* _SHORT TASK_
Return every line of the items below that contains the string "pole". Case counts, so a line matches only if its capitalization agrees.

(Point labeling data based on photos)
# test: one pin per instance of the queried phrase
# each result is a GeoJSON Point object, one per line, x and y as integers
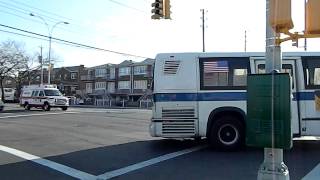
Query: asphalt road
{"type": "Point", "coordinates": [102, 144]}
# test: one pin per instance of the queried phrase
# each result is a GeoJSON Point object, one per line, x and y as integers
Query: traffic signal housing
{"type": "Point", "coordinates": [280, 15]}
{"type": "Point", "coordinates": [157, 11]}
{"type": "Point", "coordinates": [167, 12]}
{"type": "Point", "coordinates": [312, 17]}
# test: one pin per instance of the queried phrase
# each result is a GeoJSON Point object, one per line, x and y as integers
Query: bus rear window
{"type": "Point", "coordinates": [223, 73]}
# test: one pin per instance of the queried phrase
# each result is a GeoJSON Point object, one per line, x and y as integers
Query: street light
{"type": "Point", "coordinates": [50, 38]}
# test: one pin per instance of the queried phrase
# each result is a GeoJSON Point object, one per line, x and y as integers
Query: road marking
{"type": "Point", "coordinates": [119, 172]}
{"type": "Point", "coordinates": [50, 164]}
{"type": "Point", "coordinates": [42, 114]}
{"type": "Point", "coordinates": [314, 174]}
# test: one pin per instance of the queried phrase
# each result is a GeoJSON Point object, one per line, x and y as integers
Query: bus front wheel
{"type": "Point", "coordinates": [227, 133]}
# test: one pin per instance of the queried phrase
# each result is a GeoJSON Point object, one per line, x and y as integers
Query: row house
{"type": "Point", "coordinates": [129, 81]}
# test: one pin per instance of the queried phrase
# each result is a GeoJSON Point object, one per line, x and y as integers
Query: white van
{"type": "Point", "coordinates": [43, 96]}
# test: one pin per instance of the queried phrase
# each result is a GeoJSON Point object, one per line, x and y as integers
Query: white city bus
{"type": "Point", "coordinates": [204, 95]}
{"type": "Point", "coordinates": [9, 94]}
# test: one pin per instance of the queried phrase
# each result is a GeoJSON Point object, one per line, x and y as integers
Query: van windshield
{"type": "Point", "coordinates": [52, 92]}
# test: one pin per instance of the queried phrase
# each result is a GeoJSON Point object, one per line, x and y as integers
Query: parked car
{"type": "Point", "coordinates": [1, 105]}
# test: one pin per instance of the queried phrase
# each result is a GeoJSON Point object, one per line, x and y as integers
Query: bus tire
{"type": "Point", "coordinates": [27, 106]}
{"type": "Point", "coordinates": [227, 133]}
{"type": "Point", "coordinates": [46, 106]}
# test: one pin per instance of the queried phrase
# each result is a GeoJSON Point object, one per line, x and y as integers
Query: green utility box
{"type": "Point", "coordinates": [269, 111]}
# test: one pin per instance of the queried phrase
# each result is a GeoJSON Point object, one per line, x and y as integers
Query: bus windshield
{"type": "Point", "coordinates": [52, 92]}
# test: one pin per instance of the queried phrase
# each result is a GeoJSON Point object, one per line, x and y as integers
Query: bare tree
{"type": "Point", "coordinates": [12, 60]}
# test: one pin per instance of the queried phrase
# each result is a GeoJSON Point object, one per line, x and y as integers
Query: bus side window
{"type": "Point", "coordinates": [311, 66]}
{"type": "Point", "coordinates": [286, 68]}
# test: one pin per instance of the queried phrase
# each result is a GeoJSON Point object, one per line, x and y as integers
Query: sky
{"type": "Point", "coordinates": [126, 26]}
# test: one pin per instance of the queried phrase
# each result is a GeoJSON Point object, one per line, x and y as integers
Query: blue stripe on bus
{"type": "Point", "coordinates": [304, 96]}
{"type": "Point", "coordinates": [219, 96]}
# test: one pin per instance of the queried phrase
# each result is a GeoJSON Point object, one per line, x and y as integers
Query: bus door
{"type": "Point", "coordinates": [310, 96]}
{"type": "Point", "coordinates": [288, 66]}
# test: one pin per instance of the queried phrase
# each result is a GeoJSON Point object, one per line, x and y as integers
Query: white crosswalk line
{"type": "Point", "coordinates": [50, 164]}
{"type": "Point", "coordinates": [118, 172]}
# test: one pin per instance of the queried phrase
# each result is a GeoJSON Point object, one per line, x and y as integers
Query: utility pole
{"type": "Point", "coordinates": [203, 26]}
{"type": "Point", "coordinates": [305, 24]}
{"type": "Point", "coordinates": [41, 65]}
{"type": "Point", "coordinates": [245, 41]}
{"type": "Point", "coordinates": [273, 166]}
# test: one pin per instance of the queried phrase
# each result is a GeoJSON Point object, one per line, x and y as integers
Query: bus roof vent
{"type": "Point", "coordinates": [171, 67]}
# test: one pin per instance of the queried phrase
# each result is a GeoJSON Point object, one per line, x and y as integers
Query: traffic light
{"type": "Point", "coordinates": [157, 11]}
{"type": "Point", "coordinates": [167, 11]}
{"type": "Point", "coordinates": [280, 15]}
{"type": "Point", "coordinates": [312, 17]}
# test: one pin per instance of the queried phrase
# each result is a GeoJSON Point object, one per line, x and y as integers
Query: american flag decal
{"type": "Point", "coordinates": [215, 66]}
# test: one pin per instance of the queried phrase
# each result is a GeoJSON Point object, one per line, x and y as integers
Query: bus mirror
{"type": "Point", "coordinates": [280, 15]}
{"type": "Point", "coordinates": [312, 17]}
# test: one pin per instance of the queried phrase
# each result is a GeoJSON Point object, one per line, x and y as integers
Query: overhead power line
{"type": "Point", "coordinates": [44, 11]}
{"type": "Point", "coordinates": [73, 43]}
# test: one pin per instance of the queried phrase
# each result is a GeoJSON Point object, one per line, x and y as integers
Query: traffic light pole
{"type": "Point", "coordinates": [273, 166]}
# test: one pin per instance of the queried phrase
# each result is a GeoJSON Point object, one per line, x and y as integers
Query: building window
{"type": "Point", "coordinates": [124, 85]}
{"type": "Point", "coordinates": [140, 70]}
{"type": "Point", "coordinates": [124, 71]}
{"type": "Point", "coordinates": [100, 72]}
{"type": "Point", "coordinates": [8, 82]}
{"type": "Point", "coordinates": [141, 84]}
{"type": "Point", "coordinates": [89, 87]}
{"type": "Point", "coordinates": [111, 87]}
{"type": "Point", "coordinates": [223, 73]}
{"type": "Point", "coordinates": [112, 73]}
{"type": "Point", "coordinates": [100, 85]}
{"type": "Point", "coordinates": [73, 75]}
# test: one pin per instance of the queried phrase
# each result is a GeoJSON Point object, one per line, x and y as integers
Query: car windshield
{"type": "Point", "coordinates": [52, 93]}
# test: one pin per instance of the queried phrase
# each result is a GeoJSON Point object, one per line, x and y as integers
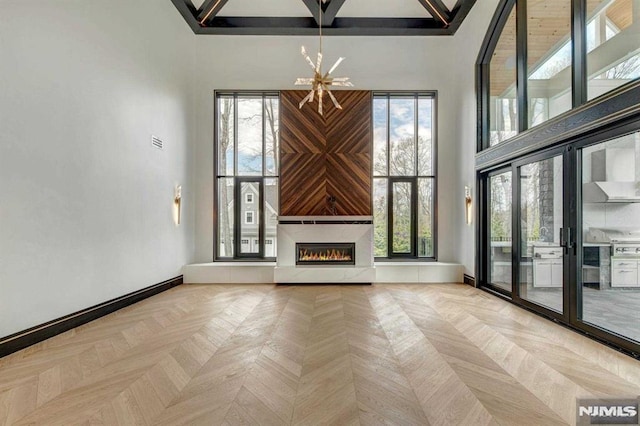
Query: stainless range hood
{"type": "Point", "coordinates": [610, 192]}
{"type": "Point", "coordinates": [613, 172]}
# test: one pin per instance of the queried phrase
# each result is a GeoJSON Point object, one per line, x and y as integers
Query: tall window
{"type": "Point", "coordinates": [404, 175]}
{"type": "Point", "coordinates": [544, 57]}
{"type": "Point", "coordinates": [246, 175]}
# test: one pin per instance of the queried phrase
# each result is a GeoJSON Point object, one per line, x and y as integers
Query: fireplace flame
{"type": "Point", "coordinates": [330, 255]}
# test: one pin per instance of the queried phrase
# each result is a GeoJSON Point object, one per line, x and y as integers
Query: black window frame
{"type": "Point", "coordinates": [259, 213]}
{"type": "Point", "coordinates": [579, 77]}
{"type": "Point", "coordinates": [414, 179]}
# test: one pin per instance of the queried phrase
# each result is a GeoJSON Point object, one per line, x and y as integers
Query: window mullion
{"type": "Point", "coordinates": [521, 61]}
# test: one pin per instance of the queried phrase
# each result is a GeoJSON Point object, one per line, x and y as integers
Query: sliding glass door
{"type": "Point", "coordinates": [542, 245]}
{"type": "Point", "coordinates": [609, 276]}
{"type": "Point", "coordinates": [560, 234]}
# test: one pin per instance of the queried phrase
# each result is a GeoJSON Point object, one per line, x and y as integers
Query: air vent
{"type": "Point", "coordinates": [156, 142]}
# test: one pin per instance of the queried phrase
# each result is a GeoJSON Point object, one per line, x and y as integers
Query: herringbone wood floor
{"type": "Point", "coordinates": [343, 355]}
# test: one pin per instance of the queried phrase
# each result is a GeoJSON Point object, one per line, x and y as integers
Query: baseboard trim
{"type": "Point", "coordinates": [39, 333]}
{"type": "Point", "coordinates": [468, 279]}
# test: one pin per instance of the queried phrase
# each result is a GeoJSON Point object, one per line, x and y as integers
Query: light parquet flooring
{"type": "Point", "coordinates": [309, 355]}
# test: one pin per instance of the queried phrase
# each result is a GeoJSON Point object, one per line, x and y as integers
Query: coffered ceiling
{"type": "Point", "coordinates": [339, 17]}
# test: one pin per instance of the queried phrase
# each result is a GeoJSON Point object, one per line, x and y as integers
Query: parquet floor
{"type": "Point", "coordinates": [309, 355]}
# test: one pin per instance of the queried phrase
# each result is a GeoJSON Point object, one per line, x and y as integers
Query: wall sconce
{"type": "Point", "coordinates": [177, 203]}
{"type": "Point", "coordinates": [468, 209]}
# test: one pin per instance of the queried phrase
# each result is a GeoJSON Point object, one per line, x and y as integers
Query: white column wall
{"type": "Point", "coordinates": [444, 64]}
{"type": "Point", "coordinates": [86, 205]}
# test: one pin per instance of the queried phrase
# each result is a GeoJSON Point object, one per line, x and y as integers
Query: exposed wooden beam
{"type": "Point", "coordinates": [188, 12]}
{"type": "Point", "coordinates": [200, 23]}
{"type": "Point", "coordinates": [331, 11]}
{"type": "Point", "coordinates": [438, 10]}
{"type": "Point", "coordinates": [459, 12]}
{"type": "Point", "coordinates": [312, 5]}
{"type": "Point", "coordinates": [209, 10]}
{"type": "Point", "coordinates": [285, 26]}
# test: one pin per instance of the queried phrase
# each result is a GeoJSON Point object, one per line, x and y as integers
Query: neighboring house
{"type": "Point", "coordinates": [249, 218]}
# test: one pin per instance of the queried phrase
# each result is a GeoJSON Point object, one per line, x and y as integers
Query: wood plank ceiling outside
{"type": "Point", "coordinates": [441, 20]}
{"type": "Point", "coordinates": [549, 24]}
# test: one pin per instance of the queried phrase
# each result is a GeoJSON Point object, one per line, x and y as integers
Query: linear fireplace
{"type": "Point", "coordinates": [325, 253]}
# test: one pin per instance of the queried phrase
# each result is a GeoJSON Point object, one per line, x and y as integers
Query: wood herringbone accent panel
{"type": "Point", "coordinates": [325, 155]}
{"type": "Point", "coordinates": [306, 355]}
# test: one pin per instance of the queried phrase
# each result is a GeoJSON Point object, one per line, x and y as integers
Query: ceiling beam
{"type": "Point", "coordinates": [438, 10]}
{"type": "Point", "coordinates": [331, 11]}
{"type": "Point", "coordinates": [459, 12]}
{"type": "Point", "coordinates": [188, 12]}
{"type": "Point", "coordinates": [209, 10]}
{"type": "Point", "coordinates": [286, 26]}
{"type": "Point", "coordinates": [313, 6]}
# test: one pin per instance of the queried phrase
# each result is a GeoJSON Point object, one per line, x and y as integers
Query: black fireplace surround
{"type": "Point", "coordinates": [325, 253]}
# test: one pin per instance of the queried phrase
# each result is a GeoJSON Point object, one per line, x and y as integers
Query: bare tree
{"type": "Point", "coordinates": [225, 140]}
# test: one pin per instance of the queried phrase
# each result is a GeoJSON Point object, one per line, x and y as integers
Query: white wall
{"type": "Point", "coordinates": [467, 43]}
{"type": "Point", "coordinates": [445, 64]}
{"type": "Point", "coordinates": [86, 204]}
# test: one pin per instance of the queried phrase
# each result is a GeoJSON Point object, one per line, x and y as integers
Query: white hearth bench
{"type": "Point", "coordinates": [322, 230]}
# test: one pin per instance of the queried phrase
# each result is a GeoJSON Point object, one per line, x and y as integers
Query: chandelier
{"type": "Point", "coordinates": [320, 82]}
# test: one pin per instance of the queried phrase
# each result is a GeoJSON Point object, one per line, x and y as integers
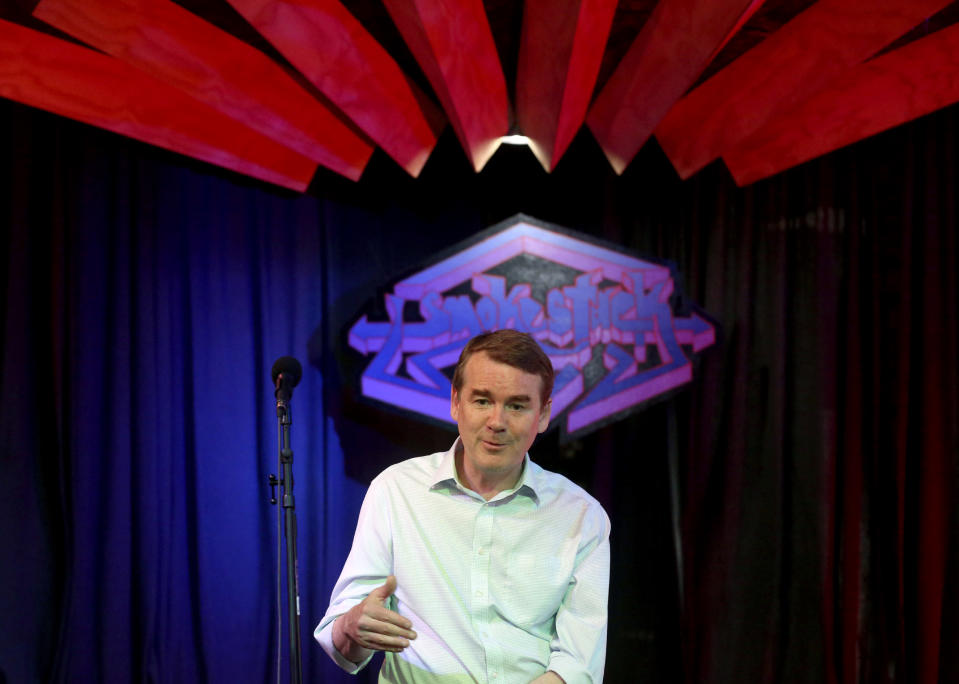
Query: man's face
{"type": "Point", "coordinates": [499, 413]}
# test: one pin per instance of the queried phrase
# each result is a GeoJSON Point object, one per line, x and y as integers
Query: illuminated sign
{"type": "Point", "coordinates": [609, 321]}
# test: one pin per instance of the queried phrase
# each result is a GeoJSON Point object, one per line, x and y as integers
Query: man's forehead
{"type": "Point", "coordinates": [482, 372]}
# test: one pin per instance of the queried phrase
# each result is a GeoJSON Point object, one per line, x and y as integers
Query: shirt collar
{"type": "Point", "coordinates": [528, 483]}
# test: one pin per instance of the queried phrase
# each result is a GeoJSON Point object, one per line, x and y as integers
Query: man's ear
{"type": "Point", "coordinates": [544, 415]}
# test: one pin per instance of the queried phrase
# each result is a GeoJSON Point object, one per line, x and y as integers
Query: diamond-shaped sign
{"type": "Point", "coordinates": [606, 319]}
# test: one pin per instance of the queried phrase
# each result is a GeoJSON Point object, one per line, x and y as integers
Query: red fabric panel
{"type": "Point", "coordinates": [897, 87]}
{"type": "Point", "coordinates": [676, 44]}
{"type": "Point", "coordinates": [81, 84]}
{"type": "Point", "coordinates": [452, 42]}
{"type": "Point", "coordinates": [177, 47]}
{"type": "Point", "coordinates": [560, 54]}
{"type": "Point", "coordinates": [330, 47]}
{"type": "Point", "coordinates": [800, 58]}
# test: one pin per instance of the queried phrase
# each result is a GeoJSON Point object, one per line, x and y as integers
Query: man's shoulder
{"type": "Point", "coordinates": [419, 469]}
{"type": "Point", "coordinates": [554, 485]}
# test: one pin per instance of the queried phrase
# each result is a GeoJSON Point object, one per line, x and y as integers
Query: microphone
{"type": "Point", "coordinates": [286, 373]}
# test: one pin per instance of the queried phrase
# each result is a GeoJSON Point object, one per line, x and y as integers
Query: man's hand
{"type": "Point", "coordinates": [370, 625]}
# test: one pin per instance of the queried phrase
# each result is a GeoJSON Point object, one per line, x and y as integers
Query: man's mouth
{"type": "Point", "coordinates": [494, 445]}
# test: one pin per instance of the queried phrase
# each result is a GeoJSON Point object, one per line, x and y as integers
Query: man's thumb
{"type": "Point", "coordinates": [385, 591]}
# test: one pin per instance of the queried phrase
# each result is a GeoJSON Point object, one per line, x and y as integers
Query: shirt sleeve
{"type": "Point", "coordinates": [368, 565]}
{"type": "Point", "coordinates": [578, 651]}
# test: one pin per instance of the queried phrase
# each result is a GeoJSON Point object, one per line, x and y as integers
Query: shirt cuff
{"type": "Point", "coordinates": [324, 635]}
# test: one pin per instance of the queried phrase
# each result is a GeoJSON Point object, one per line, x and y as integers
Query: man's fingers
{"type": "Point", "coordinates": [378, 612]}
{"type": "Point", "coordinates": [383, 621]}
{"type": "Point", "coordinates": [379, 639]}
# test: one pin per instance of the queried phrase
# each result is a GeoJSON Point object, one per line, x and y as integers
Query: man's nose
{"type": "Point", "coordinates": [497, 418]}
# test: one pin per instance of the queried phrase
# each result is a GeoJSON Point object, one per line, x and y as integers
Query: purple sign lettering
{"type": "Point", "coordinates": [605, 318]}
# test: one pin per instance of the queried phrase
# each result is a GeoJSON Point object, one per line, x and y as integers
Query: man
{"type": "Point", "coordinates": [475, 564]}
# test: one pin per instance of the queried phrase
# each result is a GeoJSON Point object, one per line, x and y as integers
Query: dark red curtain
{"type": "Point", "coordinates": [819, 520]}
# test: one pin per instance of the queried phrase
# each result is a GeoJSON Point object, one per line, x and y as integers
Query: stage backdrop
{"type": "Point", "coordinates": [145, 298]}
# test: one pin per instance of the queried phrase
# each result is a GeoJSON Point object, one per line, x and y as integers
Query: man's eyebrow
{"type": "Point", "coordinates": [477, 392]}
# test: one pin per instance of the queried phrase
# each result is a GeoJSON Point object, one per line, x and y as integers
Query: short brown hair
{"type": "Point", "coordinates": [513, 348]}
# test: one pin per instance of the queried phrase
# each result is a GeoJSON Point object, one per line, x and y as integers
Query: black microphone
{"type": "Point", "coordinates": [286, 373]}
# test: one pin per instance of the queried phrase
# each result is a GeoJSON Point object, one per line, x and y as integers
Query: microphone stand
{"type": "Point", "coordinates": [289, 516]}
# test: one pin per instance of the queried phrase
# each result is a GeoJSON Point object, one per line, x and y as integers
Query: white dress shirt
{"type": "Point", "coordinates": [497, 591]}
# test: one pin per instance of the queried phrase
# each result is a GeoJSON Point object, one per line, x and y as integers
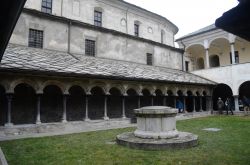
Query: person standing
{"type": "Point", "coordinates": [246, 104]}
{"type": "Point", "coordinates": [220, 105]}
{"type": "Point", "coordinates": [229, 106]}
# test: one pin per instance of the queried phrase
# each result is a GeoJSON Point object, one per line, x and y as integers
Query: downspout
{"type": "Point", "coordinates": [183, 55]}
{"type": "Point", "coordinates": [61, 8]}
{"type": "Point", "coordinates": [127, 20]}
{"type": "Point", "coordinates": [69, 35]}
{"type": "Point", "coordinates": [127, 31]}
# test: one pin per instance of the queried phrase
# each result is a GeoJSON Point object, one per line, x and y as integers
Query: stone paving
{"type": "Point", "coordinates": [53, 129]}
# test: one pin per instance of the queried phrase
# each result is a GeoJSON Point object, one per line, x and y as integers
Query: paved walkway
{"type": "Point", "coordinates": [53, 129]}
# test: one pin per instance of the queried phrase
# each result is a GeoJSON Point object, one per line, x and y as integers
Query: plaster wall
{"type": "Point", "coordinates": [108, 45]}
{"type": "Point", "coordinates": [233, 75]}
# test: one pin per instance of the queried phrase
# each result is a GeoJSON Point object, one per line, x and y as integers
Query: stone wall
{"type": "Point", "coordinates": [108, 45]}
{"type": "Point", "coordinates": [117, 15]}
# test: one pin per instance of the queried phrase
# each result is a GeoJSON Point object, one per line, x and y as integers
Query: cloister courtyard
{"type": "Point", "coordinates": [229, 145]}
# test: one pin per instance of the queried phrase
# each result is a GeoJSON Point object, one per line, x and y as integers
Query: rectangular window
{"type": "Point", "coordinates": [35, 38]}
{"type": "Point", "coordinates": [90, 47]}
{"type": "Point", "coordinates": [187, 66]}
{"type": "Point", "coordinates": [98, 18]}
{"type": "Point", "coordinates": [47, 6]}
{"type": "Point", "coordinates": [149, 59]}
{"type": "Point", "coordinates": [136, 30]}
{"type": "Point", "coordinates": [236, 57]}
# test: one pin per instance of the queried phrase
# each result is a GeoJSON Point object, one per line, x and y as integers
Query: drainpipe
{"type": "Point", "coordinates": [183, 55]}
{"type": "Point", "coordinates": [69, 35]}
{"type": "Point", "coordinates": [62, 8]}
{"type": "Point", "coordinates": [127, 20]}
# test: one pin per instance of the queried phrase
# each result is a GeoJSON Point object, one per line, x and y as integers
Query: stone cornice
{"type": "Point", "coordinates": [99, 29]}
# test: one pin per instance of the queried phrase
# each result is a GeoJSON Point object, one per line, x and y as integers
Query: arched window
{"type": "Point", "coordinates": [47, 6]}
{"type": "Point", "coordinates": [214, 61]}
{"type": "Point", "coordinates": [200, 63]}
{"type": "Point", "coordinates": [137, 28]}
{"type": "Point", "coordinates": [98, 16]}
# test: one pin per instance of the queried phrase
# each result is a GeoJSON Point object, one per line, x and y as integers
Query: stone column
{"type": "Point", "coordinates": [236, 103]}
{"type": "Point", "coordinates": [152, 100]}
{"type": "Point", "coordinates": [9, 99]}
{"type": "Point", "coordinates": [208, 103]}
{"type": "Point", "coordinates": [194, 106]}
{"type": "Point", "coordinates": [87, 107]}
{"type": "Point", "coordinates": [201, 103]}
{"type": "Point", "coordinates": [64, 119]}
{"type": "Point", "coordinates": [38, 106]}
{"type": "Point", "coordinates": [207, 59]}
{"type": "Point", "coordinates": [164, 100]}
{"type": "Point", "coordinates": [105, 108]}
{"type": "Point", "coordinates": [174, 97]}
{"type": "Point", "coordinates": [139, 101]}
{"type": "Point", "coordinates": [123, 107]}
{"type": "Point", "coordinates": [232, 53]}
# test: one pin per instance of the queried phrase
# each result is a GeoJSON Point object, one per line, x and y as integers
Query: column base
{"type": "Point", "coordinates": [64, 121]}
{"type": "Point", "coordinates": [8, 124]}
{"type": "Point", "coordinates": [86, 119]}
{"type": "Point", "coordinates": [38, 122]}
{"type": "Point", "coordinates": [106, 118]}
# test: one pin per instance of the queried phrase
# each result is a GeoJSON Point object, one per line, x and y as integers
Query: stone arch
{"type": "Point", "coordinates": [135, 88]}
{"type": "Point", "coordinates": [159, 97]}
{"type": "Point", "coordinates": [180, 97]}
{"type": "Point", "coordinates": [3, 105]}
{"type": "Point", "coordinates": [190, 101]}
{"type": "Point", "coordinates": [194, 44]}
{"type": "Point", "coordinates": [76, 103]}
{"type": "Point", "coordinates": [51, 103]}
{"type": "Point", "coordinates": [54, 83]}
{"type": "Point", "coordinates": [99, 9]}
{"type": "Point", "coordinates": [214, 61]}
{"type": "Point", "coordinates": [118, 87]}
{"type": "Point", "coordinates": [137, 22]}
{"type": "Point", "coordinates": [24, 104]}
{"type": "Point", "coordinates": [200, 63]}
{"type": "Point", "coordinates": [170, 98]}
{"type": "Point", "coordinates": [96, 102]}
{"type": "Point", "coordinates": [115, 103]}
{"type": "Point", "coordinates": [146, 99]}
{"type": "Point", "coordinates": [194, 51]}
{"type": "Point", "coordinates": [223, 91]}
{"type": "Point", "coordinates": [31, 83]}
{"type": "Point", "coordinates": [218, 38]}
{"type": "Point", "coordinates": [79, 84]}
{"type": "Point", "coordinates": [101, 85]}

* _WRITTEN REPLY_
Query: utility pole
Query: traffic light pole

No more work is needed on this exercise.